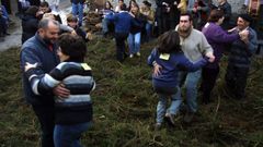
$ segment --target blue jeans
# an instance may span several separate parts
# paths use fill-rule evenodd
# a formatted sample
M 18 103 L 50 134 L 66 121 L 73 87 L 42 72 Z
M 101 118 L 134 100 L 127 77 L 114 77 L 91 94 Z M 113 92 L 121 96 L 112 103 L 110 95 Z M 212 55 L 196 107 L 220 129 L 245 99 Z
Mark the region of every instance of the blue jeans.
M 149 41 L 151 38 L 152 24 L 146 23 L 146 41 Z
M 32 106 L 42 130 L 42 147 L 54 147 L 53 133 L 55 126 L 55 108 L 54 106 Z
M 123 62 L 125 53 L 125 40 L 127 39 L 128 33 L 115 33 L 115 42 L 116 42 L 116 58 L 119 62 Z
M 81 147 L 81 134 L 89 130 L 91 122 L 79 123 L 73 125 L 55 125 L 54 144 L 56 147 Z
M 162 123 L 163 122 L 163 117 L 167 113 L 171 113 L 171 114 L 176 114 L 180 108 L 180 105 L 182 103 L 181 99 L 176 99 L 175 94 L 176 94 L 176 89 L 179 89 L 178 87 L 175 88 L 156 88 L 156 91 L 158 93 L 158 97 L 159 97 L 159 101 L 157 105 L 157 123 Z M 167 94 L 165 90 L 169 90 Z M 164 91 L 164 93 L 161 93 Z M 169 95 L 171 94 L 171 95 Z M 170 108 L 167 109 L 167 101 L 168 98 L 171 98 L 171 106 Z
M 84 5 L 82 3 L 77 3 L 77 4 L 72 3 L 72 14 L 79 15 L 79 26 L 82 25 L 83 9 L 84 9 Z
M 140 33 L 136 33 L 136 34 L 129 33 L 128 46 L 129 46 L 129 54 L 139 52 L 139 50 L 140 50 Z
M 185 84 L 186 88 L 186 106 L 188 112 L 196 112 L 197 111 L 197 84 L 201 78 L 201 72 L 202 70 L 198 70 L 196 72 L 180 72 L 179 73 L 179 82 L 181 84 Z M 175 99 L 182 101 L 181 97 L 181 88 L 179 88 Z

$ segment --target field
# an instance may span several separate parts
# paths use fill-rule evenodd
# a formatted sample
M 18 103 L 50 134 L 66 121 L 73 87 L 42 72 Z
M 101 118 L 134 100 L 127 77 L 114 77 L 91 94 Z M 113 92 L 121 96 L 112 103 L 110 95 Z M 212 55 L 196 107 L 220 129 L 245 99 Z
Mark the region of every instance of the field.
M 191 124 L 176 118 L 176 126 L 155 131 L 157 95 L 146 64 L 155 41 L 142 45 L 141 57 L 115 60 L 114 41 L 98 38 L 88 45 L 96 89 L 92 93 L 94 125 L 81 142 L 87 147 L 262 147 L 263 60 L 255 58 L 247 98 L 226 95 L 224 57 L 220 77 L 209 105 L 199 105 Z M 0 147 L 39 146 L 39 124 L 25 103 L 21 87 L 19 48 L 0 52 Z M 201 100 L 198 100 L 199 102 Z M 201 102 L 199 102 L 201 103 Z

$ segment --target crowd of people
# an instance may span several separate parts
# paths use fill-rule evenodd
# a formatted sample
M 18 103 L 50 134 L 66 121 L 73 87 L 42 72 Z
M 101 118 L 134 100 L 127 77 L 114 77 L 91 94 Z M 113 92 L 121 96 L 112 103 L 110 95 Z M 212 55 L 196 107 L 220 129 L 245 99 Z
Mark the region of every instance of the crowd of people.
M 54 13 L 59 1 L 33 4 L 20 0 L 20 3 L 23 88 L 41 123 L 42 146 L 80 146 L 81 134 L 92 124 L 90 93 L 95 88 L 91 68 L 84 63 L 89 40 L 82 29 L 84 0 L 71 0 L 72 13 L 67 15 L 67 25 Z M 101 10 L 103 35 L 107 36 L 111 27 L 114 28 L 116 59 L 121 63 L 127 57 L 140 57 L 141 42 L 152 40 L 152 32 L 157 29 L 158 46 L 148 57 L 159 98 L 156 128 L 164 120 L 175 125 L 174 118 L 182 106 L 186 110 L 184 122 L 192 122 L 198 110 L 198 89 L 204 105 L 213 101 L 211 91 L 225 51 L 229 52 L 226 88 L 233 98 L 245 98 L 251 59 L 258 49 L 256 32 L 251 27 L 254 19 L 242 13 L 233 24 L 227 0 L 218 0 L 218 4 L 205 0 L 157 0 L 156 7 L 151 8 L 149 1 L 140 5 L 130 0 L 126 5 L 118 0 L 115 9 L 106 1 Z M 8 16 L 4 13 L 0 16 L 7 24 Z M 1 29 L 1 34 L 8 33 Z M 167 109 L 169 98 L 171 106 Z

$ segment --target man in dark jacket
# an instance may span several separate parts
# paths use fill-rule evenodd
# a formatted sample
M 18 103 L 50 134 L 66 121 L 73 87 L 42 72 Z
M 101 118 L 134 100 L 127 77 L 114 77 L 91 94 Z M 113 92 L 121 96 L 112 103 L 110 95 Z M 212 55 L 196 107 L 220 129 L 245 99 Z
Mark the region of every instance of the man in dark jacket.
M 225 20 L 221 24 L 221 27 L 224 29 L 231 28 L 230 17 L 232 15 L 232 9 L 231 5 L 228 3 L 227 0 L 217 0 L 218 1 L 218 9 L 224 11 Z
M 26 40 L 21 50 L 21 71 L 23 72 L 23 88 L 26 102 L 28 102 L 39 123 L 42 128 L 42 147 L 54 147 L 53 132 L 55 124 L 55 109 L 54 109 L 54 94 L 47 91 L 46 95 L 35 95 L 31 88 L 28 77 L 24 74 L 25 63 L 39 63 L 39 68 L 33 71 L 36 75 L 44 75 L 49 73 L 58 63 L 57 57 L 57 38 L 59 33 L 59 24 L 56 21 L 44 19 L 39 22 L 38 30 L 34 37 Z M 69 91 L 66 90 L 66 95 L 62 95 L 61 87 L 54 89 L 59 97 L 67 97 Z M 61 95 L 59 95 L 61 94 Z
M 132 24 L 138 25 L 125 9 L 124 5 L 121 5 L 118 13 L 106 15 L 106 19 L 115 25 L 116 58 L 119 62 L 123 62 L 127 57 L 125 53 L 125 40 L 128 37 Z
M 258 48 L 256 33 L 250 27 L 252 19 L 249 14 L 238 17 L 237 27 L 233 32 L 249 30 L 249 35 L 241 36 L 231 45 L 226 73 L 227 88 L 236 99 L 245 97 L 244 90 L 249 75 L 251 57 Z
M 72 14 L 79 16 L 79 26 L 82 26 L 83 9 L 85 0 L 70 0 L 72 3 Z

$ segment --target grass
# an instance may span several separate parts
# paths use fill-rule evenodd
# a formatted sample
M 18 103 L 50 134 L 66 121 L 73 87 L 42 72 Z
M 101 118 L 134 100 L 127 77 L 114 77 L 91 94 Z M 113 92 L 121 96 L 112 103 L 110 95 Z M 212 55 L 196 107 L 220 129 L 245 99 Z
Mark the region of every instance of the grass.
M 85 61 L 92 66 L 96 89 L 94 125 L 81 142 L 93 147 L 260 147 L 263 146 L 263 61 L 256 58 L 248 79 L 248 98 L 235 100 L 224 94 L 227 58 L 214 90 L 214 102 L 199 105 L 195 121 L 155 132 L 157 95 L 151 69 L 146 64 L 155 42 L 142 45 L 141 57 L 115 60 L 114 41 L 89 42 Z M 0 52 L 0 147 L 39 146 L 39 124 L 25 103 L 21 87 L 19 48 Z M 199 102 L 199 101 L 198 101 Z

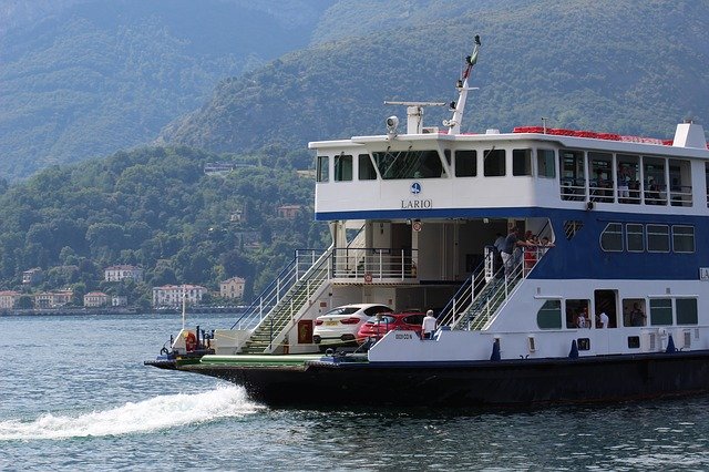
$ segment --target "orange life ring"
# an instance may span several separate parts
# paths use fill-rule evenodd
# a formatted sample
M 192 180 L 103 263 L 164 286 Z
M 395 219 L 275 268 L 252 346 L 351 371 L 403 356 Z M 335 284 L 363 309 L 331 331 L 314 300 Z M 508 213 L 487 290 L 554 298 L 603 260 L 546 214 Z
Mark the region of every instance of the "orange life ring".
M 194 332 L 187 332 L 187 336 L 185 337 L 185 349 L 187 352 L 194 352 L 195 349 L 197 349 L 197 338 Z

────────

**Work required:** In the part of the listing that opens with the line containing "segment --target field" and closes with the line containing "M 191 124 L", substitute "meadow" for every "field" and leave everything else unchanged. Give only those lines.

**Solution to this task:**
$ segment --target meadow
# an instance may span several separate parts
# paths use fill-rule evenodd
# a formatted sample
M 18 103 L 50 134 L 66 121 L 73 87 L 42 72 Z
M 101 118 L 134 100 L 127 77 L 114 77 L 91 94 Z M 113 92 L 121 96 L 112 103 L 110 95 Z M 212 55 L 196 107 L 220 129 L 245 99 Z
Mark the region of every instance of the meadow.
M 191 124 L 176 118 L 176 126 L 155 131 L 157 95 L 146 64 L 155 41 L 142 45 L 141 57 L 115 60 L 114 41 L 98 38 L 88 45 L 96 89 L 92 93 L 94 125 L 81 142 L 87 147 L 262 147 L 263 60 L 255 58 L 247 98 L 226 95 L 224 57 L 220 77 L 209 105 L 199 105 Z M 0 147 L 39 146 L 39 124 L 25 103 L 21 87 L 19 48 L 0 52 Z M 201 100 L 198 100 L 199 102 Z M 201 102 L 199 102 L 201 103 Z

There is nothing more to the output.